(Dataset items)

□ □ □ □

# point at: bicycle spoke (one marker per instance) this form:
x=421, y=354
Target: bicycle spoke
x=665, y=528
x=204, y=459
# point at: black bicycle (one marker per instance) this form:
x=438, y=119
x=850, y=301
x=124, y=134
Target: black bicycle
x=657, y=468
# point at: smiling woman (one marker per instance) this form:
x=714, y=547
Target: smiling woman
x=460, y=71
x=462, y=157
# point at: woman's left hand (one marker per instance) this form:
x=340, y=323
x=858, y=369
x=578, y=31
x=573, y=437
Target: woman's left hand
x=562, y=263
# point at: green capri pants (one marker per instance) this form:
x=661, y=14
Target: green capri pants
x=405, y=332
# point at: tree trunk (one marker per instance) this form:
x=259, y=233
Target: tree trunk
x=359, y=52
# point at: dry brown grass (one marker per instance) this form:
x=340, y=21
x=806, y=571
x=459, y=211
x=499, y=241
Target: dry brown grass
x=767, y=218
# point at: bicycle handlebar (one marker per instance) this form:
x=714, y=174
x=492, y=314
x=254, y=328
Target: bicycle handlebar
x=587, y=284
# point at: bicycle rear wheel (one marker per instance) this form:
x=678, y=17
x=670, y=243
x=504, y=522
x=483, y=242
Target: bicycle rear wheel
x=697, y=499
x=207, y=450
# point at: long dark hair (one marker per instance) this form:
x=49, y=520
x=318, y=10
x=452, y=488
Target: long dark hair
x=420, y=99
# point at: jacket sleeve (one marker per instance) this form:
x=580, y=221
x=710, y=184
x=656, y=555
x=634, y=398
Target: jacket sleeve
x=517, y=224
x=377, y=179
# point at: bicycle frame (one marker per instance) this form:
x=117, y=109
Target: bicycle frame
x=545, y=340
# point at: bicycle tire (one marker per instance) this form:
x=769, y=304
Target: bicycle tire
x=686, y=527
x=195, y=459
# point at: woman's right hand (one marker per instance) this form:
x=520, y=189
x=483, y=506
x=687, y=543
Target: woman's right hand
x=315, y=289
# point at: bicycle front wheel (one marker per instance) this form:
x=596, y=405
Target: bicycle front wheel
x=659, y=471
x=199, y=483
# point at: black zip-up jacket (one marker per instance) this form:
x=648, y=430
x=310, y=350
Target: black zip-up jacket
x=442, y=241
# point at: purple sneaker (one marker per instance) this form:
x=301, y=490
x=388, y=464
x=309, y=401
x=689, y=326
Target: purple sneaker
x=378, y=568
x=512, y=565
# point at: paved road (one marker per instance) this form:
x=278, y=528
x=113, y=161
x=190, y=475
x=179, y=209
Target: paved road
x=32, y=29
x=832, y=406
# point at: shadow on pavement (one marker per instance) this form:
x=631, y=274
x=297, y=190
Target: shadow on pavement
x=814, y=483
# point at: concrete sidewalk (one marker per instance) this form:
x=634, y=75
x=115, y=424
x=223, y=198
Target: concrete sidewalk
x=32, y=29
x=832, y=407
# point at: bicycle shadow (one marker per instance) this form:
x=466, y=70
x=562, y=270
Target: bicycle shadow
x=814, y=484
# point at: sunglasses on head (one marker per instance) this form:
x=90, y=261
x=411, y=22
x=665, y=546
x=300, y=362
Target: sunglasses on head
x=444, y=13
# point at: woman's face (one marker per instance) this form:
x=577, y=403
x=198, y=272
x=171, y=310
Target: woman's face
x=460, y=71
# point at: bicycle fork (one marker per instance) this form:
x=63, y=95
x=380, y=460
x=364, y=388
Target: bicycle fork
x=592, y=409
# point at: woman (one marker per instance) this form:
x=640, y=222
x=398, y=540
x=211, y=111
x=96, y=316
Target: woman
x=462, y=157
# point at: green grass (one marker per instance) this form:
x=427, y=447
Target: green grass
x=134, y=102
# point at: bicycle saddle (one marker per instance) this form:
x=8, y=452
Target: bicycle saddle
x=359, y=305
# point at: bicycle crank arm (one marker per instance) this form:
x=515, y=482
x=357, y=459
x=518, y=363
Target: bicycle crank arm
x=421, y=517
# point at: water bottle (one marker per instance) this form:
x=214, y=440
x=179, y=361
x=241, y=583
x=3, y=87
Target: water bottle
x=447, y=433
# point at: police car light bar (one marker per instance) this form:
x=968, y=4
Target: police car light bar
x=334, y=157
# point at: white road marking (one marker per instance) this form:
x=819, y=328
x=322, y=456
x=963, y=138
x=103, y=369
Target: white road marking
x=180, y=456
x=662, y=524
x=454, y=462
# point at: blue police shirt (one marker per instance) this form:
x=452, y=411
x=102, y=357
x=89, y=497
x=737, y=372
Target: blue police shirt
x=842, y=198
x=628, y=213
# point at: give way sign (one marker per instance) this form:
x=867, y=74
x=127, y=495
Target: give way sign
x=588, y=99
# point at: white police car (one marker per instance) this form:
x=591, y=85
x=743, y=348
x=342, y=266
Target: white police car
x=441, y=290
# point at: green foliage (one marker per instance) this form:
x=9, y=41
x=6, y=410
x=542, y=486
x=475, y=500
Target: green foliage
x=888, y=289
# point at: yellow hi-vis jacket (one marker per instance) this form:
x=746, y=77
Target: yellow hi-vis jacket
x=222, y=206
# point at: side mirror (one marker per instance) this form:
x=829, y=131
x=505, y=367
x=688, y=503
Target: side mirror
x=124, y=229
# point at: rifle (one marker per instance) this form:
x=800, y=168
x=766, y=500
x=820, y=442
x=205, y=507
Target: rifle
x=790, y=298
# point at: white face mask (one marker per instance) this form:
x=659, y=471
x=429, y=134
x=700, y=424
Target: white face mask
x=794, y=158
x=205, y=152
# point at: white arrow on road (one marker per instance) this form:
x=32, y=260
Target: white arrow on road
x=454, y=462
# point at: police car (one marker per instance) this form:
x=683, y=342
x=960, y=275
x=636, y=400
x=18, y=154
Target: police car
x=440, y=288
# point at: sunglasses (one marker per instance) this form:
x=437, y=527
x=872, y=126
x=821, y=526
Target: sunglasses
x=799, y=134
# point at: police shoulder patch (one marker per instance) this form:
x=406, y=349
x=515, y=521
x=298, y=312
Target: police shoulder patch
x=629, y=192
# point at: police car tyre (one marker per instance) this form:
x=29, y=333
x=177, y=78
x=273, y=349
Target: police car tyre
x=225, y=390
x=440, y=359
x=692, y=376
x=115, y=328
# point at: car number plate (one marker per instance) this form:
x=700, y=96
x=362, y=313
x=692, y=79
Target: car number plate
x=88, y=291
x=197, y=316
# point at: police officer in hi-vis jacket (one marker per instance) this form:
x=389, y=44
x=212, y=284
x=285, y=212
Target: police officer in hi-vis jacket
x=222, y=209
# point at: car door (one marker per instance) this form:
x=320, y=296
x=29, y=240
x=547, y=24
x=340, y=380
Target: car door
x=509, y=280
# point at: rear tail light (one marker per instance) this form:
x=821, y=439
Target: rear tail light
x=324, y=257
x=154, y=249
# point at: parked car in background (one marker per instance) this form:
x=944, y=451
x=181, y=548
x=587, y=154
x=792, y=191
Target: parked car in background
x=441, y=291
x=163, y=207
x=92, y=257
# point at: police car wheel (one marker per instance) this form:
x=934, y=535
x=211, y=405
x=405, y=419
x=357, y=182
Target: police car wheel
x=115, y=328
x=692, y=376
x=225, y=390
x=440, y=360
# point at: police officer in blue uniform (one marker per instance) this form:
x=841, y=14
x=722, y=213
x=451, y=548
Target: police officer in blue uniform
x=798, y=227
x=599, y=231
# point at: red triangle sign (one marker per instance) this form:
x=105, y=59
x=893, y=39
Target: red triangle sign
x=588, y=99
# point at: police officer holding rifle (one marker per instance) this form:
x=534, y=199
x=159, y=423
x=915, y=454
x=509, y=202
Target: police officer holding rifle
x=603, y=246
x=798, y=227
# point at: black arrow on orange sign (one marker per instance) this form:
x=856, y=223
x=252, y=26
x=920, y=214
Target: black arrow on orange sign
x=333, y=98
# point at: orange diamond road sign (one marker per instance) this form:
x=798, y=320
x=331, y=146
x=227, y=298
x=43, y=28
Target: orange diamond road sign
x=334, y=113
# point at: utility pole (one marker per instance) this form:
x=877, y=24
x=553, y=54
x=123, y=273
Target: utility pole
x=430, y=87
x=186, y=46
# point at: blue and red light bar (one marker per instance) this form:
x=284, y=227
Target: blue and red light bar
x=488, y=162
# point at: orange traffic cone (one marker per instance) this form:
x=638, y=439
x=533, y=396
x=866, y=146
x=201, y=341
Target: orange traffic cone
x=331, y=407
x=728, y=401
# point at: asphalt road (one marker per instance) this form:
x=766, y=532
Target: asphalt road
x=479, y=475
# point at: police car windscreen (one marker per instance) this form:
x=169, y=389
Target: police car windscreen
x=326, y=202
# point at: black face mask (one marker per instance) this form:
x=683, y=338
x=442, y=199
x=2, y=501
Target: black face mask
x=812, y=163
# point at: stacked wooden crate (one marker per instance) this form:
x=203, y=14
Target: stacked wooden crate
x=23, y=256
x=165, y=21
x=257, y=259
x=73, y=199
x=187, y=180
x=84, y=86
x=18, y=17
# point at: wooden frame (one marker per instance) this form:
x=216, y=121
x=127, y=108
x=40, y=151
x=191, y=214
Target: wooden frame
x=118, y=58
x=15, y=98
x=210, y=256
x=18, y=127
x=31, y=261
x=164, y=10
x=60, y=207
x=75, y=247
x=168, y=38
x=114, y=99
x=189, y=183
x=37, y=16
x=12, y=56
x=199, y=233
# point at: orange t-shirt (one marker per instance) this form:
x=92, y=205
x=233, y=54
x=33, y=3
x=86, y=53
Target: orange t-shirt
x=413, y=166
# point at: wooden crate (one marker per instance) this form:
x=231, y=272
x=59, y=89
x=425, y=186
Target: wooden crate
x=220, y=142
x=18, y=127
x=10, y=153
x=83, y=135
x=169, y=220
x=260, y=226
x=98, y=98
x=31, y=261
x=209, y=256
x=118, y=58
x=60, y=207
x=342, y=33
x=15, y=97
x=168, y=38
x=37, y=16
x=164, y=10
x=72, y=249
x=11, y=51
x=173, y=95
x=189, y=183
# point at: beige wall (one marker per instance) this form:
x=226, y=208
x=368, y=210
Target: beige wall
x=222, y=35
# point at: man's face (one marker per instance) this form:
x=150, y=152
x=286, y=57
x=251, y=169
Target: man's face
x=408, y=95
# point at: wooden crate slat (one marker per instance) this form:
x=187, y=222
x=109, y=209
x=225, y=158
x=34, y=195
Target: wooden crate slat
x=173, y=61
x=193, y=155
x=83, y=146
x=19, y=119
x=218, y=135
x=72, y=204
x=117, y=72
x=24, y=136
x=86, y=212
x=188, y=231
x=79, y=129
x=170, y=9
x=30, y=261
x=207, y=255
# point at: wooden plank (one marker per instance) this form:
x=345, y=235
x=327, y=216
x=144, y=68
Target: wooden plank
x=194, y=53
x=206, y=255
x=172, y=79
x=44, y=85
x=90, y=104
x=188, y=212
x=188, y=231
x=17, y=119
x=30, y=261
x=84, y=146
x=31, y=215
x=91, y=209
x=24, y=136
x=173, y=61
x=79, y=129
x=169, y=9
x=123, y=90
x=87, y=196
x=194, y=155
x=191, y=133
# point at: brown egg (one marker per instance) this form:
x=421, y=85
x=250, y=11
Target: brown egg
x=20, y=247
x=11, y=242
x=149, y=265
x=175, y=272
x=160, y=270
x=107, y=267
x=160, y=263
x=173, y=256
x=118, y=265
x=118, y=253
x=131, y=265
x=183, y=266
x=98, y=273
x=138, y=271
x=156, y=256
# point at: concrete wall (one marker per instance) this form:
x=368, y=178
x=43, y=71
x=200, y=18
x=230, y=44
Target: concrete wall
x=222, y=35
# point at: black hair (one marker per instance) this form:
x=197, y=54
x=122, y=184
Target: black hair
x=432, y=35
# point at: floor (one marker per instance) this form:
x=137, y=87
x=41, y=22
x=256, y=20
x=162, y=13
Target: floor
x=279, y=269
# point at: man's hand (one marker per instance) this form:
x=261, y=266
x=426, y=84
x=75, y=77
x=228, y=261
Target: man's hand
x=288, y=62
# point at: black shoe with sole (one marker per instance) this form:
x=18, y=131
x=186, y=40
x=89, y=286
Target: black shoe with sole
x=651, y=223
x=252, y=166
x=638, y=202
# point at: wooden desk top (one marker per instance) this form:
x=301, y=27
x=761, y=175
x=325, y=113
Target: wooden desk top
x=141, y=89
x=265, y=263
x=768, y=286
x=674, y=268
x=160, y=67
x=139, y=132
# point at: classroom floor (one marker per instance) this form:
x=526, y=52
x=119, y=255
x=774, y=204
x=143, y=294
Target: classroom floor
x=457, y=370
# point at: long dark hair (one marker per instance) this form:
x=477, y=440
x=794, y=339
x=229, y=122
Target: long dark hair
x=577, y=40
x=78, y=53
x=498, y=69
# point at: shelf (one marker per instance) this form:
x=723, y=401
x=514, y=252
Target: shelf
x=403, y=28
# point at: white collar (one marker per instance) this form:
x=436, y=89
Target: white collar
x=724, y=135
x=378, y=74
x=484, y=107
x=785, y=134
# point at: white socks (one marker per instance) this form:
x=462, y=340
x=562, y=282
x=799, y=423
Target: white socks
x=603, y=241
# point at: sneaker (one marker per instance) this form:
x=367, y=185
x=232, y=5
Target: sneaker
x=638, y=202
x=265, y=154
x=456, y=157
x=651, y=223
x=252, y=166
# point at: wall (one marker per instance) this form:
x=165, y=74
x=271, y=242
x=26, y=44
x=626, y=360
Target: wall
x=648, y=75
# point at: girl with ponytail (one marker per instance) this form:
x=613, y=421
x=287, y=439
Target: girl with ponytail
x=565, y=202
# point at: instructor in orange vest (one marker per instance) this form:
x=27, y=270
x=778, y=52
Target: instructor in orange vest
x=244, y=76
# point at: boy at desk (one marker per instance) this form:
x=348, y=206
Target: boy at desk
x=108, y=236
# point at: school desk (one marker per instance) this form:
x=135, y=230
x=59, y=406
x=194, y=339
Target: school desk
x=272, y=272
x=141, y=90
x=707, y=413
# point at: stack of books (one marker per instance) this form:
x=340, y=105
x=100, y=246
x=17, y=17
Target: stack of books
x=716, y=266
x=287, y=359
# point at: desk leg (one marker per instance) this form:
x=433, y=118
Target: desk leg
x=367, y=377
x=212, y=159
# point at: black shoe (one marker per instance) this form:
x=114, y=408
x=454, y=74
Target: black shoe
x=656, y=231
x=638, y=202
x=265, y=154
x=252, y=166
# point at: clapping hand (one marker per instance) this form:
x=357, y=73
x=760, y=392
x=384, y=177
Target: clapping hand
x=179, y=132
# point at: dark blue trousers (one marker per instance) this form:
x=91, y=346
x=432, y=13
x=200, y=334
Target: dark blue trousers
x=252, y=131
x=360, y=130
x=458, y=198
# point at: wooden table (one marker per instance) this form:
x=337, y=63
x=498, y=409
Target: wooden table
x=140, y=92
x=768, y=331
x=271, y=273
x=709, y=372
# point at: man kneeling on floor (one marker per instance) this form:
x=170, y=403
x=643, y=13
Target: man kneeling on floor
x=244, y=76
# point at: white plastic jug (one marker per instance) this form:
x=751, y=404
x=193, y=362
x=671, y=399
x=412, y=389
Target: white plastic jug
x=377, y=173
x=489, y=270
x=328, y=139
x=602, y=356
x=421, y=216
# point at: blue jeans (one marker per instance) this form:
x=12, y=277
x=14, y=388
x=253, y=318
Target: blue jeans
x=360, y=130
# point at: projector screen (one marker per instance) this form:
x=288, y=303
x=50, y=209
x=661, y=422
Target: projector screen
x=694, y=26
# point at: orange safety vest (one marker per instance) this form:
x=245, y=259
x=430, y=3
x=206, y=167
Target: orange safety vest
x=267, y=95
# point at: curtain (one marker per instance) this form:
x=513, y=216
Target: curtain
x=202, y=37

□ □ □ □

### Task to complete
Retype the stretch of material from its start through the line containing "x=204, y=459", both ends included, exactly as it appears.

### Solution to the problem
# point at: bicycle spoke (one marker per instance) this form:
x=421, y=354
Target: bicycle spoke
x=665, y=528
x=204, y=459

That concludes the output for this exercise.